WHAT NEEDS TO BE DONE |
Find the line containing "What to find: stone building" in the entries below. Restate it and each line after it, word for word, up to and including the line containing "What to find: window frame".

EXTRACTED DATA START

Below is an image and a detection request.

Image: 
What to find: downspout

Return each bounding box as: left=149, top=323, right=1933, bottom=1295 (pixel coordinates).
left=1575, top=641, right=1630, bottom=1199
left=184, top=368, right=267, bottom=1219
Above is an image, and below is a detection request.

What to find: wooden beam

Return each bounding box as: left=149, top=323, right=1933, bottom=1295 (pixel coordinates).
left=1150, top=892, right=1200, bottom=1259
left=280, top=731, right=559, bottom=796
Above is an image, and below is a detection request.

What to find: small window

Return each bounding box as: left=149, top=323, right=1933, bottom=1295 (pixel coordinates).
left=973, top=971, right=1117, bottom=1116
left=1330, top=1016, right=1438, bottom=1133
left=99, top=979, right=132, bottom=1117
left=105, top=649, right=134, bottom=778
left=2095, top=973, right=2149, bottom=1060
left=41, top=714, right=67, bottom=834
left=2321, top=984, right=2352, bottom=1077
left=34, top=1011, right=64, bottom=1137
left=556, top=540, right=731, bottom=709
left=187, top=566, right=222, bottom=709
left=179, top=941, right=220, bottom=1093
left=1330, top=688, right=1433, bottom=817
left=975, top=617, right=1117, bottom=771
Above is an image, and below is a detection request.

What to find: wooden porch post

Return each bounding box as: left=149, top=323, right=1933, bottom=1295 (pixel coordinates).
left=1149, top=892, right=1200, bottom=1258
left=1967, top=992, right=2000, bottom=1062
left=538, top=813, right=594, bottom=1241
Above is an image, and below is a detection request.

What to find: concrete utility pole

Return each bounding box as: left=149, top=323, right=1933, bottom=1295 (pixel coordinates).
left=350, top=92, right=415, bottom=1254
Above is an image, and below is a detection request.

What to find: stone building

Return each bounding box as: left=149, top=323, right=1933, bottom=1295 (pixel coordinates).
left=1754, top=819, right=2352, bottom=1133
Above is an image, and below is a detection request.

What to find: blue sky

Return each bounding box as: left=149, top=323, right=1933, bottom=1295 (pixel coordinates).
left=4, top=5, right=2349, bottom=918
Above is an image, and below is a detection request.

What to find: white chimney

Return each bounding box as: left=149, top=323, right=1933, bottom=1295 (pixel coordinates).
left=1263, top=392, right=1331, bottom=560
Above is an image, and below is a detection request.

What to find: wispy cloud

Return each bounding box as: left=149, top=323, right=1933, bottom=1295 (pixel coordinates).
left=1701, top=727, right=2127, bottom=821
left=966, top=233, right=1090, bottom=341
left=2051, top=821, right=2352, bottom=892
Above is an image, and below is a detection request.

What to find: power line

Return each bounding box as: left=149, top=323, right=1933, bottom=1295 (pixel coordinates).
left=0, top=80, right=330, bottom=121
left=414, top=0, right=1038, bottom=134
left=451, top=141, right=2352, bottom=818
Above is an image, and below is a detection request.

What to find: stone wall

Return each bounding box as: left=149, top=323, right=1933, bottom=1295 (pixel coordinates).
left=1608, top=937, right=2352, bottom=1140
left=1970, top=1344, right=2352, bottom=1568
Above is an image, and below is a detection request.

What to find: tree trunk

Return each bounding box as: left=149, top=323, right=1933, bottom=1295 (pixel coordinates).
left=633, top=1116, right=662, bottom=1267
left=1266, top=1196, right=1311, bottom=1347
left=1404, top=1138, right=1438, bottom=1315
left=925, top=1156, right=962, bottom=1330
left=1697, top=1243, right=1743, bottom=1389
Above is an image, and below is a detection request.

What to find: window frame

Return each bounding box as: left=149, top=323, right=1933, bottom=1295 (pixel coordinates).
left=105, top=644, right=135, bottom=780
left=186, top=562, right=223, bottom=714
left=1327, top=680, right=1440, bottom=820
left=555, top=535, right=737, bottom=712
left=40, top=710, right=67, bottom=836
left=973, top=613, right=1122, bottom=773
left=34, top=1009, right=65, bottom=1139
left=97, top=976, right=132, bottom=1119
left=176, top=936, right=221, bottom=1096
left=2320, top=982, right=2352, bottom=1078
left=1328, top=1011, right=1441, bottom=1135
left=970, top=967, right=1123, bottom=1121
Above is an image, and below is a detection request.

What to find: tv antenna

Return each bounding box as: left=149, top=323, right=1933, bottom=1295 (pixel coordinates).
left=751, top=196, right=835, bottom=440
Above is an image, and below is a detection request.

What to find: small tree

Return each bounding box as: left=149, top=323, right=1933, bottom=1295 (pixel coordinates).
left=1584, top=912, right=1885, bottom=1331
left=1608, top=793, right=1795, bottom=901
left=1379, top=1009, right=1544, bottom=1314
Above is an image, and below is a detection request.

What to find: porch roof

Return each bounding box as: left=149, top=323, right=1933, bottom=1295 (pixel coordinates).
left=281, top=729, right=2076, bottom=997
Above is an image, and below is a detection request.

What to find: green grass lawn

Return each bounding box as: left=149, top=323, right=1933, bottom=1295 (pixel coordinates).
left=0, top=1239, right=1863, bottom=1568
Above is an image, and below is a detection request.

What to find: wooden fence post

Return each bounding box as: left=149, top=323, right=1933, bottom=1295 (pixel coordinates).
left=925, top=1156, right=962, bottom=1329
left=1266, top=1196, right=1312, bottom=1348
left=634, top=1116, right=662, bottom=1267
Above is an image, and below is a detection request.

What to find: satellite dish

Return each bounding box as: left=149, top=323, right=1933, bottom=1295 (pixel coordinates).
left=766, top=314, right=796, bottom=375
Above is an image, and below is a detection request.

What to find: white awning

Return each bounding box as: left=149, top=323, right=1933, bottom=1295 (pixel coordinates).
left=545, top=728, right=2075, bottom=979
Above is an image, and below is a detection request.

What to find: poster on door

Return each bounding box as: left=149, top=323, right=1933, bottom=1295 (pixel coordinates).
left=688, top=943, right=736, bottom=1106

EXTRACTED DATA END

RESPONSE TO THIS EXERCISE |
What to find: stone building

Return each bounding box as: left=149, top=323, right=1933, bottom=1295 (pixel coordinates).
left=1754, top=819, right=2352, bottom=1133
Above is an image, and below is a detection request.

What to find: blue sky

Return each bounding box as: left=149, top=323, right=1933, bottom=1295 (pixel coordinates).
left=4, top=5, right=2349, bottom=918
Above is an image, and below is a detection request.

What to find: white chimney

Return each bounding box as: left=149, top=323, right=1933, bottom=1295 (pixel coordinates).
left=1263, top=392, right=1331, bottom=560
Above is an image, and below is a detection request.

What to find: wispy cloud

Return each bounding box as: left=149, top=323, right=1933, bottom=1295 (pixel coordinates).
left=1701, top=727, right=2127, bottom=821
left=966, top=233, right=1090, bottom=341
left=2051, top=821, right=2352, bottom=892
Above is an image, and below is a detection request.

What to find: power line

Return each bounding box as: left=149, top=323, right=1933, bottom=1295 (pixel coordinates).
left=0, top=80, right=330, bottom=121
left=414, top=0, right=1038, bottom=134
left=451, top=141, right=2352, bottom=818
Above is an image, and below is a detection request.

What to find: stone wall

Return each bounding box as: left=149, top=323, right=1933, bottom=1295 (pixel coordinates).
left=1608, top=937, right=2352, bottom=1140
left=1970, top=1344, right=2352, bottom=1568
Above is an image, and below is a detection request.

What to find: tree trunk

Return each bounding box as: left=149, top=323, right=1933, bottom=1295 (pixel coordinates).
left=633, top=1116, right=662, bottom=1267
left=1266, top=1196, right=1311, bottom=1347
left=1404, top=1138, right=1438, bottom=1315
left=925, top=1156, right=962, bottom=1330
left=1697, top=1243, right=1743, bottom=1389
Above is an image, and below is a detection request.

What to find: window frame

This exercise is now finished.